(EXCERPTED RECORDS)
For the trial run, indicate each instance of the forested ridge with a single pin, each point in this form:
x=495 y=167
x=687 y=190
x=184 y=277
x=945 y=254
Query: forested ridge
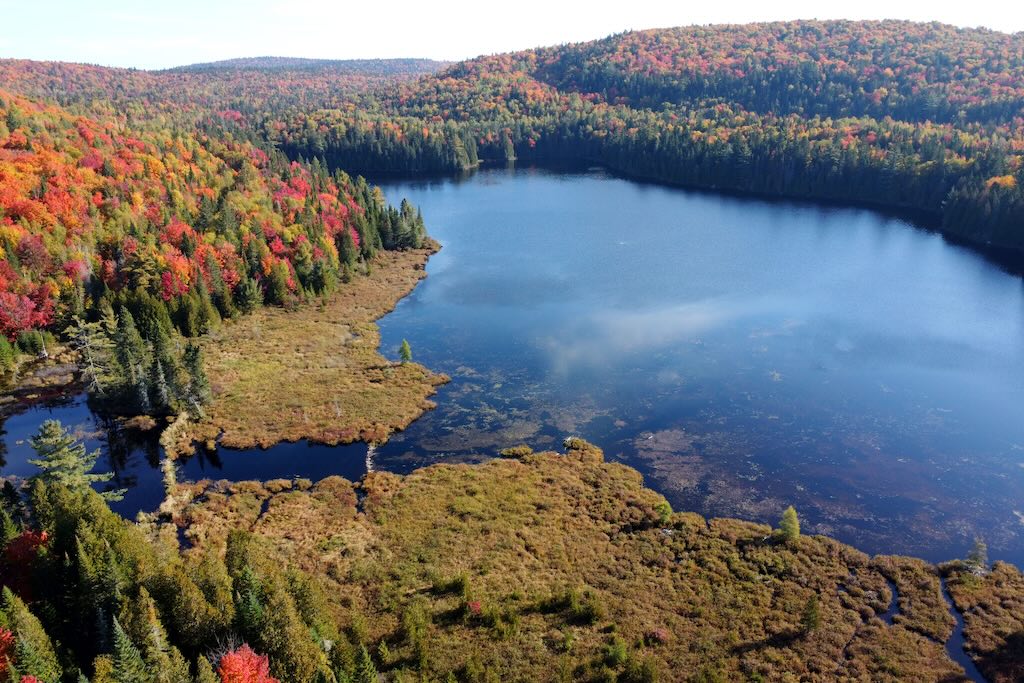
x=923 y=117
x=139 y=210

---

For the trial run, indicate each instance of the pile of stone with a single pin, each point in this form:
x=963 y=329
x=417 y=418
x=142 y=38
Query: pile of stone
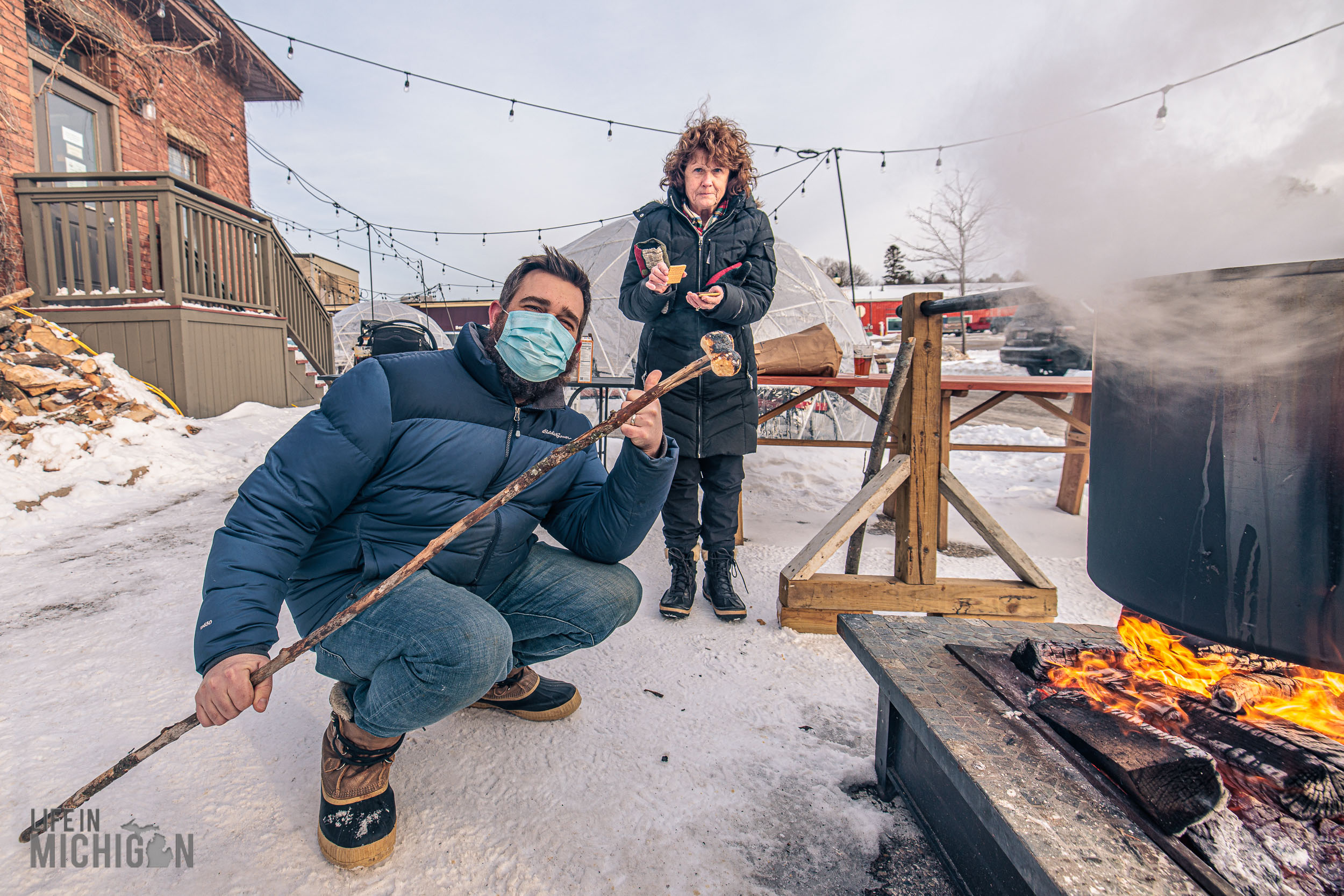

(WHAT TO PRODUCE) Please return all lines in the material above that include the word "each".

(ANSWER BOX)
For the trial run, indicate each instance of the forested ridge with a single pin, each point in this form:
For the trial run, indicate each instance of the pile of stone with a single pin, each point in this form:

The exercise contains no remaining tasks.